Objective A: Rewrite the post on reviewing and tenure between "Being a good" and "about most reviewers.", inclusive, with "outstanding" replaced by "first-rate".
Objective B: For each statement below, state whether it agrees with the post on reviewing and tenure, answering yes or no and quoting the words of the post that decide it. (i) The writer believes that a bad reviewer is likely also to be a poor researcher. (ii) The writer has worked as an editor. (iii) The writer knows whether most reviewers are excellent teachers.

==== Text block ====

Review Well or Die

In the course of some recent discussions about Journal Editing, the question arose as to whether someone's reviewing skills should be a factor in tenure and promotion decisions. In particular, should a tenure-track professor's failure to be a good (reviewing) citizen of their academic discipline be a major, minor, or no factor in a tenure decision?

Some commenters said that it should be a major factor, but I think that some of these arguments are based on the assumption that a lousy reviewer will also be a substandard researcher and a bad advisor, in which case, their failure as a reviewer is the least of their problems.

Being a good reviewer is important. Our current system of peer review depends on there being many reviewers willing to spend the time to provide thorough, thoughtful, critical reviews, and to return these reviews in a reasonably timely way. I am not, however, convinced that someone who is a bad and/or disorganized reviewer (turning in reviews late, if at all, for example) is also likely to be a lousy researcher or teacher or advisor. In fact, as an editor, I have had many experiences to the contrary with delinquent reviewers who do outstanding research and who are excellent mentors to their graduate and undergraduate students and postdocs. Some are also excellent teachers, although I don't have this information about most reviewers.

==== Extracted records ====

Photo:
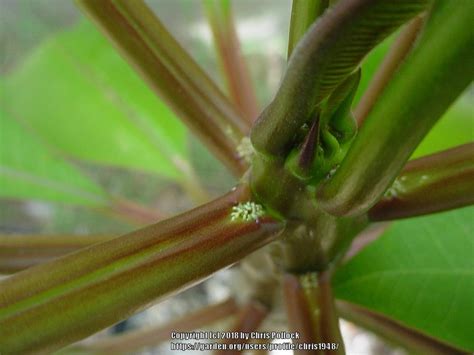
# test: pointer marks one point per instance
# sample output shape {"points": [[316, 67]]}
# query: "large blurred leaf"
{"points": [[29, 170], [370, 65], [78, 94], [421, 273]]}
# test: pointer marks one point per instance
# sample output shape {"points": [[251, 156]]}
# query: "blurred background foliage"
{"points": [[80, 130]]}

====

Problem solution A:
Being a good reviewer is important. Our current system of peer review depends on there being many reviewers willing to spend the time to provide thorough, thoughtful, critical reviews, and to return these reviews in a reasonably timely way. I am not, however, convinced that someone who is a bad and/or disorganized reviewer (turning in reviews late, if at all, for example) is also likely to be a lousy researcher or teacher or advisor. In fact, as an editor, I have had many experiences to the contrary with delinquent reviewers who do first-rate research and who are excellent mentors to their graduate and undergraduate students and postdocs. Some are also excellent teachers, although I don't have this information about most reviewers.

Problem solution B:
(i) No: "I am not, however, convinced that someone who is a bad and/or disorganized reviewer (turning in reviews late, if at all, for example) is also likely to be a lousy researcher or teacher or advisor."
(ii) Yes: "as an editor, I have had many experiences to the contrary with delinquent reviewers"
(iii) No: "I don't have this information about most reviewers."